Please retype the data below line for line and leave out every picture.

=== Recorded data ===

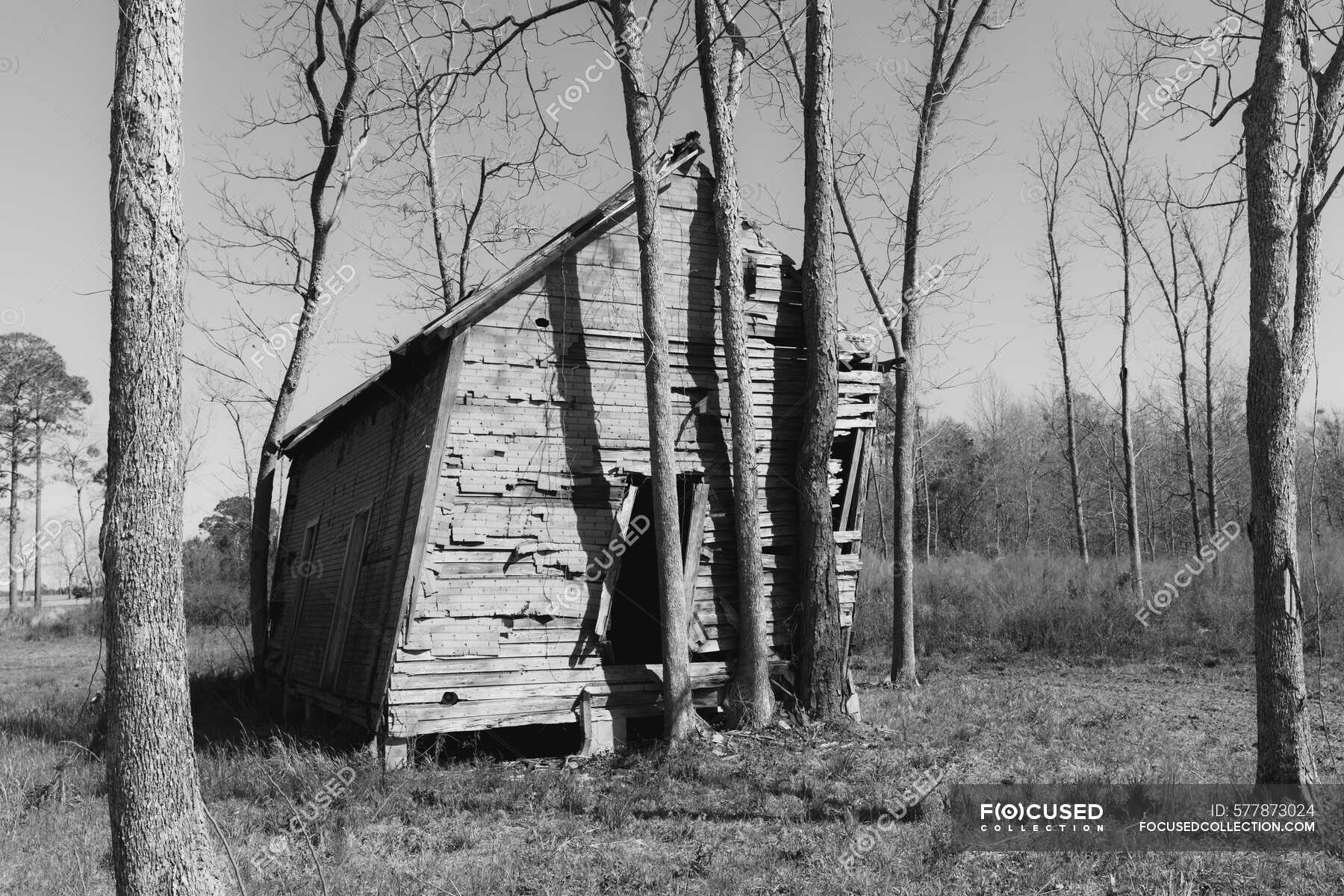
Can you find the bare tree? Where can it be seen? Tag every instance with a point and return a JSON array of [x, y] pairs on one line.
[[159, 844], [1211, 273], [55, 402], [1281, 104], [464, 149], [951, 40], [1058, 156], [753, 703], [1108, 104], [640, 124], [821, 649], [1171, 282], [80, 467], [323, 43]]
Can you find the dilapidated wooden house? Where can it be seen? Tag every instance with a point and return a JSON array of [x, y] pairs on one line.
[[461, 538]]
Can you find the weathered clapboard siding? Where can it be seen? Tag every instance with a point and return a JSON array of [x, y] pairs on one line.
[[373, 458], [547, 422], [495, 460]]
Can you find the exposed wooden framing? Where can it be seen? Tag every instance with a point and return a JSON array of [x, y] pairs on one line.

===

#### Response
Can you find the bare tree? Where can it be seen? Tag every instance with a point and return a JSON array of [x, y] pairs on one line.
[[159, 844], [1211, 273], [55, 402], [1281, 104], [464, 149], [951, 40], [1058, 156], [753, 703], [1108, 104], [640, 124], [821, 649], [1171, 282], [80, 467], [323, 43]]
Can you find the dilapidated wooden house? Where can it be seen? Tag every instance with a point and return a JSON array of [x, y] pairs on one line.
[[461, 538]]
Can you find the weathered clapboard siding? Where can it be seen? Tag every instance with a point and return a JSON array of [x, y] pairs on one line.
[[373, 458], [547, 422], [495, 460]]
Can you find the exposed wooden framing? Where can it be seen? Tag every instance with a point and return a JSON array of [x, y] pairs on one line.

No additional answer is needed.